Count the lines in the records below that contain the word "concrete". Reply with the number alone.
>> Begin
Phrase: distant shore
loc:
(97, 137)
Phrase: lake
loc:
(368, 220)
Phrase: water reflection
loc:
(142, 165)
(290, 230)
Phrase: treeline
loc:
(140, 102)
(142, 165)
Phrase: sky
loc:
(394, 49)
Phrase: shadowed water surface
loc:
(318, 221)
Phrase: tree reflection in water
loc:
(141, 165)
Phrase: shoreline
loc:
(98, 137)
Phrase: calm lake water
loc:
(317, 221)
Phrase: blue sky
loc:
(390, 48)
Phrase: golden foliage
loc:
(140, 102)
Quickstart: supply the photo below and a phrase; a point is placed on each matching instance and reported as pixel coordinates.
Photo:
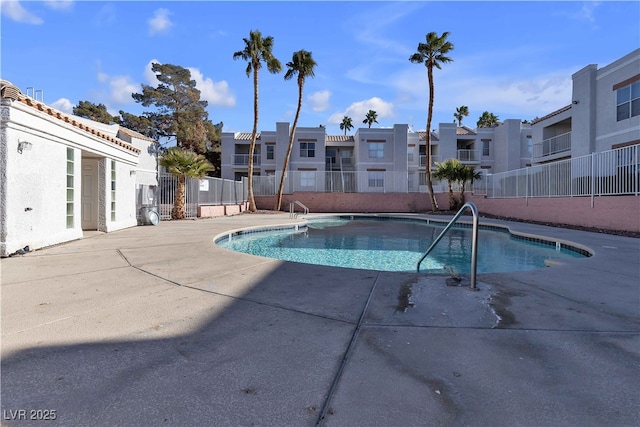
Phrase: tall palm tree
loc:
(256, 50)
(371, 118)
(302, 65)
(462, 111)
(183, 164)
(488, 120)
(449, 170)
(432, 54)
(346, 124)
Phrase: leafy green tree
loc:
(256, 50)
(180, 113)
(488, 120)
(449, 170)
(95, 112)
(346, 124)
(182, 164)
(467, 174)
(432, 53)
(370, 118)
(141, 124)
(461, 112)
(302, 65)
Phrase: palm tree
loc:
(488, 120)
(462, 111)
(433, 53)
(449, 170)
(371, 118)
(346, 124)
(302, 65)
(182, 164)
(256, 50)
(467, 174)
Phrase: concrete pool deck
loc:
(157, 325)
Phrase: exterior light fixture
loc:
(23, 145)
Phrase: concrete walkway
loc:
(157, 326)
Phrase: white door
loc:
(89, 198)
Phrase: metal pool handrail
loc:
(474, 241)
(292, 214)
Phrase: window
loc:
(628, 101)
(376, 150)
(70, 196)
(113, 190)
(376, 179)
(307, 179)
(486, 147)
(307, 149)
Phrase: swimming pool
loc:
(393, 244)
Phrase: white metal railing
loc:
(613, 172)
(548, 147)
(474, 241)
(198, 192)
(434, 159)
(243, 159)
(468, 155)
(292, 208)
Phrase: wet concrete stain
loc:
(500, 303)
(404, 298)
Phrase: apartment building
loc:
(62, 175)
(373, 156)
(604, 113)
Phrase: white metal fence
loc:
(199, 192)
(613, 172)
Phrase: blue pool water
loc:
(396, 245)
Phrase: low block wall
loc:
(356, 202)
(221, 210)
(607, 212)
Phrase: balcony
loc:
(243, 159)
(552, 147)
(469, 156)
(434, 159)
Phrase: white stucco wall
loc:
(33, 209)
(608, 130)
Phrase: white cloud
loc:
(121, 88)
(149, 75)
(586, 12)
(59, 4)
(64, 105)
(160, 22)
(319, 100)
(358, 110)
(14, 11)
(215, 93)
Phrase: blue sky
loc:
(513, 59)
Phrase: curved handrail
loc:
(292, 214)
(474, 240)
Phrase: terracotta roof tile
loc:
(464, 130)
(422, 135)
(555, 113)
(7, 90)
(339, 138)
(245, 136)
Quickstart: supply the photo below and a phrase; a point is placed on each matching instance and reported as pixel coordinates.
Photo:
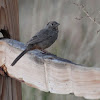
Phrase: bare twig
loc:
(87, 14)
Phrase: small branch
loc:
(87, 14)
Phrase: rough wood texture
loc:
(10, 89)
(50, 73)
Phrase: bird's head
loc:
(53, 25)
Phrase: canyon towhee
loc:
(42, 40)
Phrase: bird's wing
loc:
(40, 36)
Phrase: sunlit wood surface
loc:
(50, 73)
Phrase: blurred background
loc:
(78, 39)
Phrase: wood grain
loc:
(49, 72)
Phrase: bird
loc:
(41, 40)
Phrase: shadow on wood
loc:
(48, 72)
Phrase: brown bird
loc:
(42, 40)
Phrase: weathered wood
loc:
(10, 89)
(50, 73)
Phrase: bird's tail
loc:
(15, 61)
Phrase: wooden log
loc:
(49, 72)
>> End
>> Begin
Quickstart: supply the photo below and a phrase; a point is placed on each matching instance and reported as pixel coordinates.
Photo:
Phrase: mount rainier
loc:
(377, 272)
>> End
_WORKED SOLUTION:_
3